PROBLEM TO WORK ON |
Render the material below as a JSON list of strings, with one string for each line and no blank lines included.

Entries from a point annotation set

┄┄┄┄┄┄┄┄┄┄

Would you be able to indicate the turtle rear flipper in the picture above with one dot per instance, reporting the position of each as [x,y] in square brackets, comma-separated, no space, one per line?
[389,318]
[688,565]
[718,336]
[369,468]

┄┄┄┄┄┄┄┄┄┄

CORRECT RESPONSE |
[
  "Would you be able to indicate the turtle rear flipper in the picture above with one dot per instance, reporting the position of each as [x,y] in square brackets, comma-separated, no space, one per line?",
  "[389,318]",
  "[688,565]",
  "[718,336]",
  "[369,468]"
]